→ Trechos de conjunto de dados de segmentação

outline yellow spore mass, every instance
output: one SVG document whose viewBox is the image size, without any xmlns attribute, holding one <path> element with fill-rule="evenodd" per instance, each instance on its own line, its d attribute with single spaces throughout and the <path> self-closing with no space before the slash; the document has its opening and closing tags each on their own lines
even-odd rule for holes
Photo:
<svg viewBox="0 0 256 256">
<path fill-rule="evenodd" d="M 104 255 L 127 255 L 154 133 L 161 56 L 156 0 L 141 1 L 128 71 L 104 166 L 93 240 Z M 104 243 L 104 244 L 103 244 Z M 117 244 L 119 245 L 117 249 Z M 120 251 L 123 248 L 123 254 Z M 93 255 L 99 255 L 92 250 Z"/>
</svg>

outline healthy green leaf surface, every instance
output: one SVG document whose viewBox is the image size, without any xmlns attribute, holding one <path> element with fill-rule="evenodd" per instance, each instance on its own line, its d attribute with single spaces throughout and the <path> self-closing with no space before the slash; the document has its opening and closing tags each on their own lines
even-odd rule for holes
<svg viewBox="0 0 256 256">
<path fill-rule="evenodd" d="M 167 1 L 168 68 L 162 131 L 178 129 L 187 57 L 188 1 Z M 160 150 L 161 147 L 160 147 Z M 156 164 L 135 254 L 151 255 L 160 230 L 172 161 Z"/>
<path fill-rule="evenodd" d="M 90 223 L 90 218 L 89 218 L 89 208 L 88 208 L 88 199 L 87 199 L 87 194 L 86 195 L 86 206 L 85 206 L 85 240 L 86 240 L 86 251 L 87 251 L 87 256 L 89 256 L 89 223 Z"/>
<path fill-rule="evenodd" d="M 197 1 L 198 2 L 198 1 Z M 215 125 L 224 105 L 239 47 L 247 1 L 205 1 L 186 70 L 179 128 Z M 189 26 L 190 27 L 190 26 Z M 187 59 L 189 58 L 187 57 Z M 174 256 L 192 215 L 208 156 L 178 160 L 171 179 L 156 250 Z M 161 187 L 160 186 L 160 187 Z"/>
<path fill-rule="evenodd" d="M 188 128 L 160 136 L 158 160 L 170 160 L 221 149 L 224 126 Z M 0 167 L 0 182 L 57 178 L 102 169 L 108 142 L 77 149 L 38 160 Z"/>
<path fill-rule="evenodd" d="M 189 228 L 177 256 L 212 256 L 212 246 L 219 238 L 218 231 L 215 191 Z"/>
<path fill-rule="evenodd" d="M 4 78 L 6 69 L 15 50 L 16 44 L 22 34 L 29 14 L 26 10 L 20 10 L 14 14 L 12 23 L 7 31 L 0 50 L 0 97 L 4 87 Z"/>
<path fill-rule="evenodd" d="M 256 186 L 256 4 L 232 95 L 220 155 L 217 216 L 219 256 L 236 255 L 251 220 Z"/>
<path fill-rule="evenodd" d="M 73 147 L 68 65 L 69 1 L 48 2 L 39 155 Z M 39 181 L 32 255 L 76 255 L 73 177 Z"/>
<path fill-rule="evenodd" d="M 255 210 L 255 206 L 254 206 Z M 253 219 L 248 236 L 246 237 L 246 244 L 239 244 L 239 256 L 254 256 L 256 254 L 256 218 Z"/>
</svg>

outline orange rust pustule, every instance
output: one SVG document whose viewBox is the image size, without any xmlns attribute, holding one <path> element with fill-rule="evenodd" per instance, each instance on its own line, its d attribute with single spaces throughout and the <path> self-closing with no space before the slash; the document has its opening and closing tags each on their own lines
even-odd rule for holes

→ ENUNCIADO DO EXERCÍCIO
Por favor, reproduza sem nenhuma alteração todas as linhas da listagem acima.

→ RESULTADO DA TAREFA
outline yellow spore mass, every instance
output: one SVG document whose viewBox is the image size, without any xmlns attribute, holding one <path> element with fill-rule="evenodd" per instance, each instance on its own line, its d attribute with single spaces throughout and the <path> self-closing with no space before the slash; the document has its opening and closing tags each on their own lines
even-odd rule for holes
Photo:
<svg viewBox="0 0 256 256">
<path fill-rule="evenodd" d="M 104 255 L 127 255 L 154 133 L 161 56 L 156 0 L 141 1 L 128 71 L 104 166 L 93 240 Z M 104 243 L 104 244 L 103 244 Z M 117 244 L 119 245 L 117 249 Z M 120 251 L 123 248 L 123 254 Z M 93 255 L 99 255 L 92 250 Z"/>
</svg>

outline healthy green leaf surface, every instance
output: one SVG document whose viewBox is the image size, without any xmlns attribute, holding one <path> element with fill-rule="evenodd" per instance, each instance on its own line, its d attribute with single spaces throughout and the <path> self-closing with no space before the slash; the document has its opening and closing tags each on their own lines
even-odd rule for holes
<svg viewBox="0 0 256 256">
<path fill-rule="evenodd" d="M 167 1 L 168 68 L 162 131 L 178 129 L 187 57 L 188 1 Z M 160 150 L 161 147 L 160 147 Z M 156 164 L 135 254 L 151 255 L 160 230 L 172 161 Z"/>
<path fill-rule="evenodd" d="M 90 223 L 90 218 L 89 218 L 89 208 L 88 208 L 88 199 L 87 199 L 87 194 L 86 195 L 86 206 L 85 206 L 85 240 L 86 240 L 86 251 L 87 251 L 87 256 L 89 256 L 89 223 Z"/>
<path fill-rule="evenodd" d="M 197 1 L 198 2 L 198 1 Z M 215 125 L 224 105 L 239 47 L 247 1 L 205 1 L 186 70 L 179 128 Z M 189 26 L 190 27 L 190 26 Z M 187 59 L 189 58 L 187 57 Z M 174 256 L 192 215 L 208 156 L 178 160 L 171 179 L 156 250 Z M 161 187 L 160 186 L 160 187 Z"/>
<path fill-rule="evenodd" d="M 188 128 L 160 136 L 158 160 L 170 160 L 221 149 L 224 126 Z M 0 167 L 0 182 L 57 178 L 102 169 L 108 142 L 77 149 L 38 160 Z"/>
<path fill-rule="evenodd" d="M 189 228 L 177 256 L 212 256 L 212 246 L 219 238 L 218 231 L 215 191 Z"/>
<path fill-rule="evenodd" d="M 4 78 L 6 69 L 15 50 L 16 44 L 22 34 L 29 14 L 26 10 L 20 10 L 14 14 L 12 23 L 7 31 L 0 50 L 0 97 L 4 87 Z"/>
<path fill-rule="evenodd" d="M 256 186 L 256 4 L 232 95 L 220 155 L 217 216 L 219 256 L 236 255 L 251 220 Z"/>
<path fill-rule="evenodd" d="M 73 147 L 68 65 L 69 1 L 48 2 L 39 155 Z M 39 181 L 32 255 L 76 255 L 73 177 Z"/>
<path fill-rule="evenodd" d="M 255 210 L 255 206 L 254 206 Z M 253 219 L 248 236 L 246 237 L 246 244 L 239 244 L 239 256 L 254 256 L 256 254 L 256 218 Z"/>
</svg>

outline orange rust pustule, every instance
output: one SVG document whose viewBox is the image size, without any xmlns attribute, holding one <path> element with fill-rule="evenodd" per instance, each instance on its own line, its d attribute with single spaces throughout and the <path> self-closing with no space before the slash; the document has its opening and closing tags each on their own lines
even-odd rule for holes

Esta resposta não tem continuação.